The exercise: Pick out every line in the material below that contains the string "column", and copy each of those lines in full.

Excerpts from point annotation data:
## START
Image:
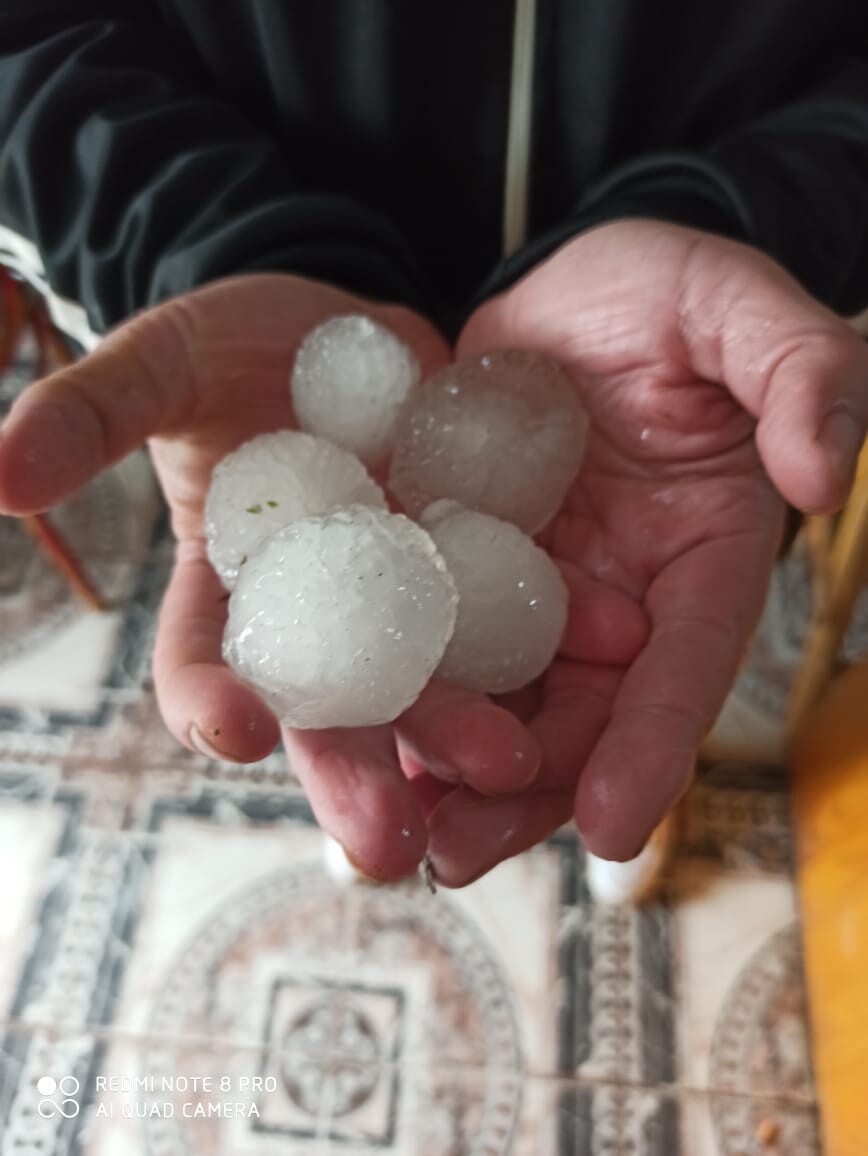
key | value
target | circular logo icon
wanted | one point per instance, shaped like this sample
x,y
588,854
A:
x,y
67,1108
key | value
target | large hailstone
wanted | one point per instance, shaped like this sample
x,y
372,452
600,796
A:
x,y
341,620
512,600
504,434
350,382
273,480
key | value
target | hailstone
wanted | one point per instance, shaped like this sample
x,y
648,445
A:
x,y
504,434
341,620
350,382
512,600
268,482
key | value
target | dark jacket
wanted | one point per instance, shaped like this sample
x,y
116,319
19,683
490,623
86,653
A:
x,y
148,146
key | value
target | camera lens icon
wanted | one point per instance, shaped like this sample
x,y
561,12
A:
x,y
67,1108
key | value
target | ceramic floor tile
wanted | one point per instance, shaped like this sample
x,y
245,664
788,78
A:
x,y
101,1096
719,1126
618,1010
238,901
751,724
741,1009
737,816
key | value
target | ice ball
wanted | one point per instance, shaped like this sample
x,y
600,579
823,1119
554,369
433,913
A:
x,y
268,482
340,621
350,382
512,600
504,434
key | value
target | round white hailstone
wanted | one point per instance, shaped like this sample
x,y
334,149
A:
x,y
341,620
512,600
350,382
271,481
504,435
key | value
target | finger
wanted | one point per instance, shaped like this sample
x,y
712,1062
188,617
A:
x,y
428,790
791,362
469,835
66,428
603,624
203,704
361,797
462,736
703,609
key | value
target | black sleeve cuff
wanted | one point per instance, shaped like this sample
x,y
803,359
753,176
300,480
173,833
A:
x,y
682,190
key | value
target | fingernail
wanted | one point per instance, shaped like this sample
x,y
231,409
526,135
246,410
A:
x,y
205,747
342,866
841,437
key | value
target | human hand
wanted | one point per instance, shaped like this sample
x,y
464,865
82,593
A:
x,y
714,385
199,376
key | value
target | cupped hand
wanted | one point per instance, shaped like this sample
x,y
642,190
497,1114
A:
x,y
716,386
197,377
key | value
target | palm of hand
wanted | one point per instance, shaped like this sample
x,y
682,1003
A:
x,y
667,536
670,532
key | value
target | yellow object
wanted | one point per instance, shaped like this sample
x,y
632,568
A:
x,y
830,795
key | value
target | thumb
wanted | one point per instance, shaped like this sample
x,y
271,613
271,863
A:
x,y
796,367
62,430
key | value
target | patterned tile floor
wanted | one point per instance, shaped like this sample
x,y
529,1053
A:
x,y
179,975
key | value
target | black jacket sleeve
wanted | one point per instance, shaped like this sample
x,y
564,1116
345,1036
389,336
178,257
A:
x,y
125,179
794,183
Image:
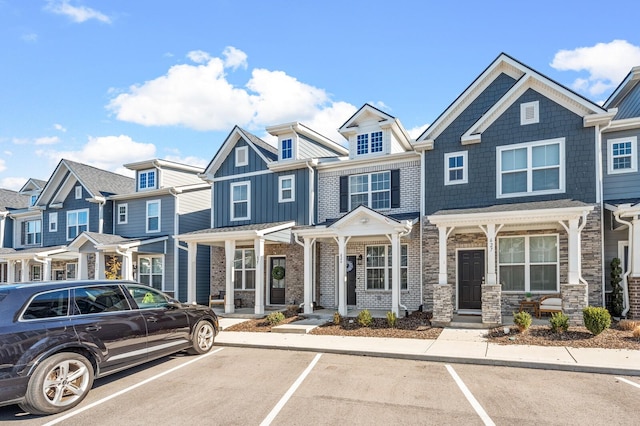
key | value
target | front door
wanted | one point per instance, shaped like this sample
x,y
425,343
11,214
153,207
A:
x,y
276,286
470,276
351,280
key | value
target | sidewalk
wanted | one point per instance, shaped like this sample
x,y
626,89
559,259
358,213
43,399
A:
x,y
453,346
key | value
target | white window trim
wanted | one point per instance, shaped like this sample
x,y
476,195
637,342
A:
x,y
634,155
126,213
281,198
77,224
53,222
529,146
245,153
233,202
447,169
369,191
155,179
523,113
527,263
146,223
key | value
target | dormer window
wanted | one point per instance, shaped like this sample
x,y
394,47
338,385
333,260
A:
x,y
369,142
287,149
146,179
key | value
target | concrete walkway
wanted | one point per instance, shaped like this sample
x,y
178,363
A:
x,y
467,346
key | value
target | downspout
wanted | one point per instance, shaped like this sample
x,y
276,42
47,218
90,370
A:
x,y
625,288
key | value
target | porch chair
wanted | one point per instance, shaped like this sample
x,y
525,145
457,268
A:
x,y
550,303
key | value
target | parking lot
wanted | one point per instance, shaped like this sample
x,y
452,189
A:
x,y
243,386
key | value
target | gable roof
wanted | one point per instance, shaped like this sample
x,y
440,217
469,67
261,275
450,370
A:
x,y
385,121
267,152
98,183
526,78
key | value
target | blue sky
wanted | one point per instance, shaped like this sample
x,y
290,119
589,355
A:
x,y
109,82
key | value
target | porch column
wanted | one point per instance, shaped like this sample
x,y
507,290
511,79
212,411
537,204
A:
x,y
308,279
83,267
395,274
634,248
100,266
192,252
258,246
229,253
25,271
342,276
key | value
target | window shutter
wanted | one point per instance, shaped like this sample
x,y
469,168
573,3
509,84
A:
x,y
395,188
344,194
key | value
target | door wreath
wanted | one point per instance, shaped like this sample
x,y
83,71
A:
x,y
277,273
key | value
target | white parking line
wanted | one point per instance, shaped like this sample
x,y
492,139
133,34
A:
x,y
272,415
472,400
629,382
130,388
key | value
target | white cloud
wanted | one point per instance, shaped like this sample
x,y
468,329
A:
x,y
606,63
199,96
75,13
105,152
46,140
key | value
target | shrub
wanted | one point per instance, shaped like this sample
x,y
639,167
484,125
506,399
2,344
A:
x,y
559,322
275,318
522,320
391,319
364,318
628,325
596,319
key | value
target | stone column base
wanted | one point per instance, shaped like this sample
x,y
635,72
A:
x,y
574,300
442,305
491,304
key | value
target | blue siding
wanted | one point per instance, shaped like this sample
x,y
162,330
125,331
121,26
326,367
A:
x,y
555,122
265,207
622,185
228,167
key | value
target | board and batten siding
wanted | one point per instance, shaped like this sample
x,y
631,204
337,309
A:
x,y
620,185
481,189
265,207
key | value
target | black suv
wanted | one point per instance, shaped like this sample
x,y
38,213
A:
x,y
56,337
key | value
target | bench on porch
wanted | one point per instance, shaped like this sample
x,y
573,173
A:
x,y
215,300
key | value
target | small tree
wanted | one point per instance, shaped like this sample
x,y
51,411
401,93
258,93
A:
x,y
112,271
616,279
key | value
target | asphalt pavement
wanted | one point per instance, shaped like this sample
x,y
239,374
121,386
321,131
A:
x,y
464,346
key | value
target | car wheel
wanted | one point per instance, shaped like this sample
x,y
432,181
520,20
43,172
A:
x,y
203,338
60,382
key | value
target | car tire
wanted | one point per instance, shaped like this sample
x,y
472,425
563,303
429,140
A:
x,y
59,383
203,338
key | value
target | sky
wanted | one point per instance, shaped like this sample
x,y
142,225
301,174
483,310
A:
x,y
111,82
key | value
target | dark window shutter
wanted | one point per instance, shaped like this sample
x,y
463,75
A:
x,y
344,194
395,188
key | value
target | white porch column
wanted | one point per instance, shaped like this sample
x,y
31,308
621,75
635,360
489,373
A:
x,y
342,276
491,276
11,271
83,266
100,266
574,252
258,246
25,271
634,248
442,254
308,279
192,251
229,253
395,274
## END
## START
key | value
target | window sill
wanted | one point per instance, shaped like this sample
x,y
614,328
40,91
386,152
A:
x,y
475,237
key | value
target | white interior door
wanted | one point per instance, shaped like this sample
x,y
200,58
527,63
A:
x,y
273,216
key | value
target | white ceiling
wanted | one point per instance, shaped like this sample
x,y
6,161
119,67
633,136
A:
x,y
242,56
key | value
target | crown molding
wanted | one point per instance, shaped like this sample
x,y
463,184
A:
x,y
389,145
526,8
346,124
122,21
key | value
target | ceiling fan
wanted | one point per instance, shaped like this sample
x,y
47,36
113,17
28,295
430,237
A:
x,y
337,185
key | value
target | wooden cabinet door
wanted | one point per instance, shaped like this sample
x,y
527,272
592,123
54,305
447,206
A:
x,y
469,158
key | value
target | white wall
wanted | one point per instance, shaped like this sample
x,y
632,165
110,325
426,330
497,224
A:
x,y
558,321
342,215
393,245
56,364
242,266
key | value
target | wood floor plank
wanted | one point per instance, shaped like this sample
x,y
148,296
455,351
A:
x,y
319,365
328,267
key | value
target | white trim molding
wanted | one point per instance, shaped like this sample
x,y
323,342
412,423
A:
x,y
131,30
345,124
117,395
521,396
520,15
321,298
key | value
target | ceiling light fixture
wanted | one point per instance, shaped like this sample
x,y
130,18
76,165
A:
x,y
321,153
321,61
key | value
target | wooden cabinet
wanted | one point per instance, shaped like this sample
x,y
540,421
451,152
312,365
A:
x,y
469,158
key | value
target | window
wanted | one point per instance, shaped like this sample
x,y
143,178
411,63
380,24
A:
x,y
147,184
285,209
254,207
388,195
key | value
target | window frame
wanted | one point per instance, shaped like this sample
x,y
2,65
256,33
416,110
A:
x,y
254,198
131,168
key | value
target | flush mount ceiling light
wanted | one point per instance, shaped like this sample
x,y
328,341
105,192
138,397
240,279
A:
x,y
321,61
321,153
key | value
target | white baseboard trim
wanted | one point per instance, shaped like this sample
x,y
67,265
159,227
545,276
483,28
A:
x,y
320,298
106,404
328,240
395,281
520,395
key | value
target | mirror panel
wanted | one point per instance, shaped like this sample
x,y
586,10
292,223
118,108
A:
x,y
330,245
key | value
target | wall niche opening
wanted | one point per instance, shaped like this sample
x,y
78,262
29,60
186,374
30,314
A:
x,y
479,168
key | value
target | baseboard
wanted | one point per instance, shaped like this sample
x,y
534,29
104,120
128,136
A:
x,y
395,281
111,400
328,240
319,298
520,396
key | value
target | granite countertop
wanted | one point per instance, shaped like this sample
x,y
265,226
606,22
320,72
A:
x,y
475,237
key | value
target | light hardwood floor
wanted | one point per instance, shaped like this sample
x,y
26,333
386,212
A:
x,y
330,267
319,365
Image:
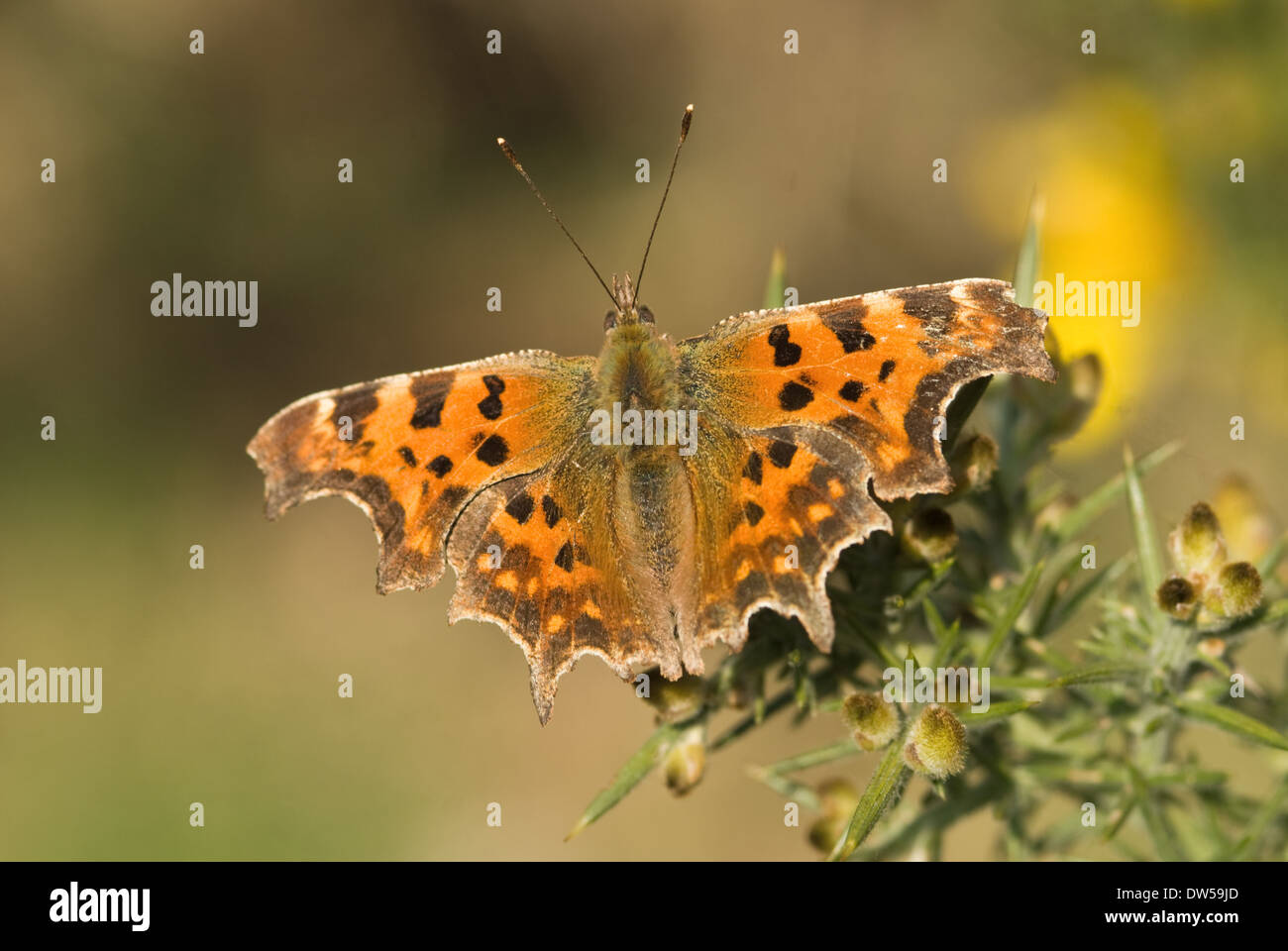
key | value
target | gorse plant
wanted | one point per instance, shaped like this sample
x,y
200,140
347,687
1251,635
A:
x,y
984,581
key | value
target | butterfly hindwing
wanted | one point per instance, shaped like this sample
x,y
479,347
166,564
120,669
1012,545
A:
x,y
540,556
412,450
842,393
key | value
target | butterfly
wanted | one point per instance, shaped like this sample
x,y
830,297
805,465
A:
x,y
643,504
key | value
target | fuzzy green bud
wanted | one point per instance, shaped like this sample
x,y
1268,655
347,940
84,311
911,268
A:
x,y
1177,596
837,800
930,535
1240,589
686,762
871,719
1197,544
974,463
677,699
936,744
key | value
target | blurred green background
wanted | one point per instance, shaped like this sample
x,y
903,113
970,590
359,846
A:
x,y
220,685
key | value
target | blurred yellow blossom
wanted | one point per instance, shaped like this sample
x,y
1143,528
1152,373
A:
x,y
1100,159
## END
Written solution:
target | porch column
target | stone column base
target | white porch column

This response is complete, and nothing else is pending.